GIVEN PASSAGE:
— begin —

# Summary

To make real progress along the path toward becoming an expert in the data mining field, it is helpful to apply all your data mining knowledge to a project task. This project will require you to explore the actual data, gain experience implementing data mining projects and become industry-ready.

# Instruction
- browse the internet for the topics covered in the data mining field and choose ONE topic that best suits your group.
- discuss with your colleagues the problems/ issues to solve and select the MESSY/ NOISE data (may extract several datasets) from established sources from websites such as GitHub, Kaggle, UCI repository, etc. The dataset must be reflected/contribute to the real-world problem you will solve. Each group should have different problems to solve.
- utilise python or any analytics tools to develop data mining models and solve the problem. Additional tools to be used are recommended.
  

# Requirements
The project requires all the followings:
1. **Executive Summary**
   
    Description of the selected project, problem to be solved, and basic description of the data set from the sources.

2. **Summary of the Project Context and Objectives**
   
    Summarise your project context and list the objectives covered in your project.

3. **Methodology**

    Create a data pipeline to depict your sequence of actions that move data from a source to a destination. Show and explain all phases or steps involved in the data mining process, including the data preprocessing (ETL/ ELT), modelling, evaluation and deployment in your project development.

4. **Results and Discussion**

    Produce and explain all codes, GUI, graphs, diagrams, or any visualisation output from the project development.

5. **Conclusion**

    Conclude your project and discuss some contributions to society, the environment, systems, etc.

6. **References**

    Cite every single reference used in completing the project. 


# Data Description

In this competition you are predicting the probability that an online transaction is fraudulent, as denoted by the binary target isFraud. 
For each TransactionID in the test set, you must predict a probability for the isFraud variable.

The data is broken into two files identity and transaction, which are joined by TransactionID. Not all transactions have corresponding identity information.

1. [Further Information and related discussion](https://www.kaggle.com/c/ieee-fraud-detection/discussion/101203)
2. [Kaggler's insight](https://www.kaggle.com/c/ieee-fraud-detection/discussion/101203#610146)
3. [Labelling logic](https://www.kaggle.com/c/ieee-fraud-detection/discussion/101203#589276)

    It's a good question.

— end —

SUPPLIED MATERIAL:
— begin —

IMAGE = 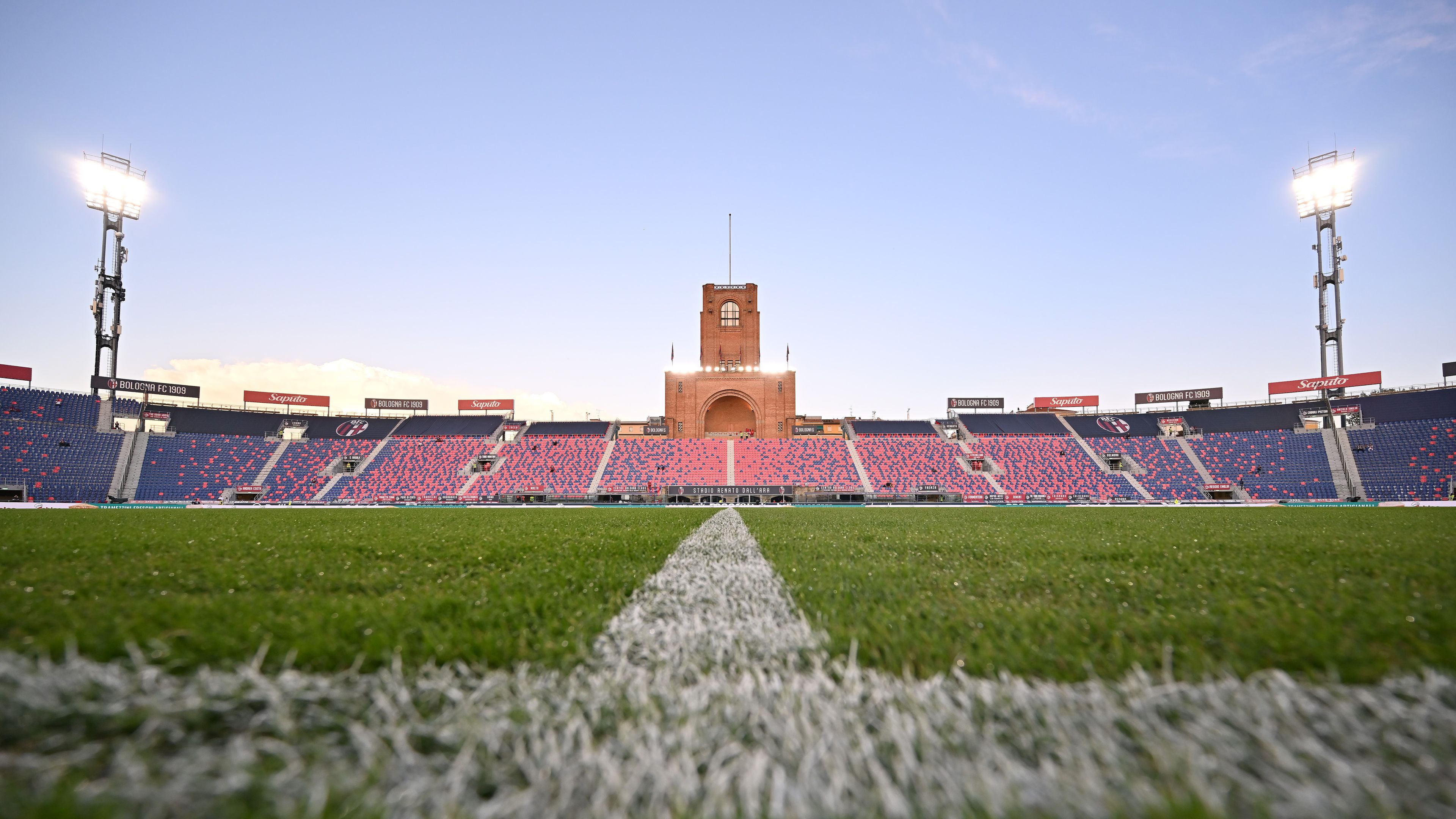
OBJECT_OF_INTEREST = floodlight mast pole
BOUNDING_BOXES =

— end —

Copy the project brief from "Produce and explain" to "completing the project.", putting "the economy" in place of "society".

RESPONSE TO THE EXERCISE:
Produce and explain all codes, GUI, graphs, diagrams, or any visualisation output from the project development.

5. **Conclusion**

    Conclude your project and discuss some contributions to the economy, the environment, systems, etc.

6. **References**

    Cite every single reference used in completing the project.